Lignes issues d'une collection

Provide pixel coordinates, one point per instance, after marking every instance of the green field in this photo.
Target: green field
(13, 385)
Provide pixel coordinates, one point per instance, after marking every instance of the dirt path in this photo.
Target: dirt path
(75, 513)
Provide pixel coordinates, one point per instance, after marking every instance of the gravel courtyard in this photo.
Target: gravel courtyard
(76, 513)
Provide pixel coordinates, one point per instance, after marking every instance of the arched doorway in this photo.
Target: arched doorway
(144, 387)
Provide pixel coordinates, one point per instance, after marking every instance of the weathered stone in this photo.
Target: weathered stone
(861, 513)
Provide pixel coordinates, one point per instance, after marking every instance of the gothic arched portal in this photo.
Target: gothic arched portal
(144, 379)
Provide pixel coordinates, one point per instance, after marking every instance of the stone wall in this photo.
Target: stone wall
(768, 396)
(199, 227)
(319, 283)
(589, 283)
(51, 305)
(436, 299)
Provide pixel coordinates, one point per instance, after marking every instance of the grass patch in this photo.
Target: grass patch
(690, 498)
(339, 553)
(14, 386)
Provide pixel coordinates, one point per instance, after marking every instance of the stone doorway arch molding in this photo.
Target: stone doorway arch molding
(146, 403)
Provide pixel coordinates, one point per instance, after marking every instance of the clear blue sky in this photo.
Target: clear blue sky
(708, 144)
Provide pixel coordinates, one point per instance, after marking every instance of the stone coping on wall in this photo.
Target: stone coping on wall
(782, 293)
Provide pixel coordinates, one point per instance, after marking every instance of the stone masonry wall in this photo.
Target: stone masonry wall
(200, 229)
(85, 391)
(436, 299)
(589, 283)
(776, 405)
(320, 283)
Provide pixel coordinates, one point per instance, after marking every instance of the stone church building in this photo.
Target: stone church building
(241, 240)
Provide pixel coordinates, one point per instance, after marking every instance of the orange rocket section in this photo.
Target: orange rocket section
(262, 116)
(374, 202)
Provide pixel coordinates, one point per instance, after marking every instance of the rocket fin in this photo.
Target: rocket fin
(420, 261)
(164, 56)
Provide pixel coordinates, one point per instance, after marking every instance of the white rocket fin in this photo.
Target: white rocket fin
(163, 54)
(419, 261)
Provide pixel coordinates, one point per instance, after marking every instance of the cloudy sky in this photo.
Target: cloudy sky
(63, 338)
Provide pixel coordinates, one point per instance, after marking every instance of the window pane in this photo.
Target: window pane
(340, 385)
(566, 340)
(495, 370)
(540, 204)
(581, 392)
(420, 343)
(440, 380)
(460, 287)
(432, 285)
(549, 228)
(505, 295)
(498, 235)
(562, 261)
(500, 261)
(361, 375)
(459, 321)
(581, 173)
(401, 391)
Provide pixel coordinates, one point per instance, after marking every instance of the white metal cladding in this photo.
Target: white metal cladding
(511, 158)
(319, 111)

> Votre objectif
Mettez toutes les lignes ci-dessus sous forme de liste JSON de chaînes, à raison d'une chaîne par ligne et sans les lignes vides.

> Solution de la tâche
[
  "Provide pixel coordinates, one point per instance, after marking every instance of the green field in this photo.",
  "Target: green field",
  "(13, 385)",
  "Provide pixel coordinates, one point per instance, after marking every instance of the dirt path in this photo.",
  "Target: dirt path",
  "(75, 513)",
  "Provide pixel coordinates, one point per instance, after marking every instance of the gravel courtyard in this photo.",
  "Target: gravel courtyard",
  "(76, 513)",
  "Provide pixel coordinates, one point per instance, after marking every instance of the arched doorway in this photo.",
  "Target: arched doorway",
  "(144, 387)",
  "Provide pixel coordinates, one point per instance, after marking every instance of the weathered stone in this photo.",
  "Target: weathered stone",
  "(861, 513)",
  "Provide pixel coordinates, one point per instance, after marking every instance of the gothic arched portal in this photo.",
  "Target: gothic arched portal",
  "(144, 379)",
  "Provide pixel coordinates, one point per instance, after marking every instance of the stone wall in this photo.",
  "Target: stone wall",
  "(768, 396)",
  "(199, 227)",
  "(319, 283)",
  "(589, 283)",
  "(51, 305)",
  "(436, 299)",
  "Provide pixel coordinates, one point per instance, after marking every instance of the grass patch in this photo.",
  "Target: grass patch",
  "(690, 498)",
  "(339, 553)",
  "(14, 386)",
  "Provide pixel coordinates, one point per instance, after marking every instance of the stone doorway arch molding in this photo.",
  "Target: stone doorway arch molding",
  "(146, 403)",
  "Provide pixel coordinates, one point per instance, after marking every instance of the clear blue sky in this photo.",
  "Target: clear blue sky",
  "(708, 144)",
  "Provide pixel coordinates, one point per instance, after marking every instance of the stone coping on wall in this photo.",
  "Target: stone coping on wall",
  "(782, 293)",
  "Provide pixel coordinates, one point per instance, after marking every instance of the stone masonry wall in this photo.",
  "Target: stone masonry wall",
  "(200, 229)",
  "(85, 391)",
  "(436, 299)",
  "(589, 283)",
  "(776, 405)",
  "(320, 283)",
  "Provide pixel coordinates, one point per instance, after marking every instance of the stone church building in this photo.",
  "Target: stone church building",
  "(241, 240)",
  "Provide pixel coordinates, one point per instance, after marking every instance of the orange rocket section in this photo.",
  "Target: orange rocket section",
  "(262, 116)",
  "(374, 202)",
  "Provide pixel coordinates, one point per instance, after marking every instance of the rocket fin in this photo.",
  "Target: rocket fin",
  "(420, 261)",
  "(164, 56)",
  "Provide pixel coordinates, one point per instance, after marking every instance of the white rocket fin in this photo.",
  "Target: white rocket fin",
  "(163, 54)",
  "(419, 261)",
  "Provide pixel coordinates, one point per instance, after marking every instance of the cloudy sky in this photo.",
  "Target: cloudy sky",
  "(63, 338)",
  "Provide pixel coordinates, one point per instance, after marking every instance of the window pane in this photo.",
  "Target: window pane",
  "(340, 385)",
  "(566, 340)",
  "(495, 370)",
  "(540, 204)",
  "(581, 392)",
  "(420, 343)",
  "(440, 380)",
  "(460, 287)",
  "(432, 285)",
  "(549, 228)",
  "(505, 295)",
  "(498, 235)",
  "(562, 261)",
  "(500, 261)",
  "(361, 375)",
  "(459, 321)",
  "(581, 173)",
  "(401, 391)",
  "Provide pixel coordinates, one point per instance, after marking every instance of the white metal cladding in this photo.",
  "Target: white metal cladding",
  "(511, 158)",
  "(319, 111)"
]